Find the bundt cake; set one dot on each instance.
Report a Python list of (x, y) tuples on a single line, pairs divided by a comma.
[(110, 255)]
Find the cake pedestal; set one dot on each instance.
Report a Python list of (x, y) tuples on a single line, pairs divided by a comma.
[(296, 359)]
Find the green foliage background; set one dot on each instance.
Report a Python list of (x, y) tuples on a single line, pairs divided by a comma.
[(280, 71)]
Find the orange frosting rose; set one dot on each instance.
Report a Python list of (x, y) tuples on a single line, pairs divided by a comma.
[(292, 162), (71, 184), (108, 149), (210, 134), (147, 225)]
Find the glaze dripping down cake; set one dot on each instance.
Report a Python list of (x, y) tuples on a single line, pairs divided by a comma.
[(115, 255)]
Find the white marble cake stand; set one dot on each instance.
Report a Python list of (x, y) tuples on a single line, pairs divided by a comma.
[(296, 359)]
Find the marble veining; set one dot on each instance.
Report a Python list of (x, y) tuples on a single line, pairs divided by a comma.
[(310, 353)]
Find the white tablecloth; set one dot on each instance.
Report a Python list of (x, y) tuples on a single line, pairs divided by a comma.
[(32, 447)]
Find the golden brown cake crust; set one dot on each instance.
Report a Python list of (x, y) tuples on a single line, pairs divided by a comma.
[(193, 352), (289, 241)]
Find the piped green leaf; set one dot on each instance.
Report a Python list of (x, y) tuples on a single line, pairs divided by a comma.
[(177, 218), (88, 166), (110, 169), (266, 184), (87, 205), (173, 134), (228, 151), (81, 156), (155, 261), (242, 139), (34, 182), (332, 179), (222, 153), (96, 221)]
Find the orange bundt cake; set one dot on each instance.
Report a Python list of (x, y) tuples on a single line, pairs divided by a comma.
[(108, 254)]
·····
▶ _BRIEF_
Write the material out again in its entirety, exactly as shown.

▶ _REPLY TO THE EXERCISE_
Find the bundt cake; set one dot on each instance.
Report a Python list of (x, y) tuples on a single line, pairs divided by a comma.
[(110, 255)]
Find the cake pedestal; set one dot on each instance.
Report a Python list of (x, y) tuples on a single line, pairs divided by a comma.
[(296, 359)]
Find the green foliage background; set one dot on each instance.
Report a Python list of (x, y) tuples on a single line, pairs divided by a comma.
[(280, 71)]
Find the orange frosting rose; set one dot on each instance.
Report a Python list of (x, y) tuples on a single line, pairs divided by a comma.
[(292, 162), (71, 184), (108, 149), (210, 134), (147, 225)]
Find the glaze dripping down cake; set one dot on each instance.
Report a Python list of (x, y) tuples on a single line, pairs divided by a comma.
[(115, 255)]
Find the white marble cake stand; set one dot on each instance.
Report a Python list of (x, y) tuples on a single line, pairs divided by a comma.
[(296, 359)]
Find the marble veining; set one dot on each instance.
Report a Python list of (x, y) tuples on a single line, pairs divided by a comma.
[(310, 353)]
Find the white tablecloth; set one dot on each instance.
Report a Python list of (x, y) tuples on a single line, pairs divided by a comma.
[(32, 447)]
Find the golden brown cake crust; set one dot on each instance.
Report a Python list of (x, y) tuples on a single line, pairs divided by a comma.
[(193, 352), (289, 241)]
Find the piped green leaf; set one dot on each instance.
Report a Python list of (x, y) tuples on a single line, pairs divided by a comma.
[(177, 218), (88, 166), (110, 169), (266, 184), (87, 205), (173, 134), (228, 151), (81, 156), (155, 261), (242, 139), (34, 182), (332, 179), (222, 153), (96, 221)]
Find the orange bundt cake; set one dot on each instance.
Report a Python list of (x, y) tuples on a single line, pairs divided by a comma.
[(108, 254)]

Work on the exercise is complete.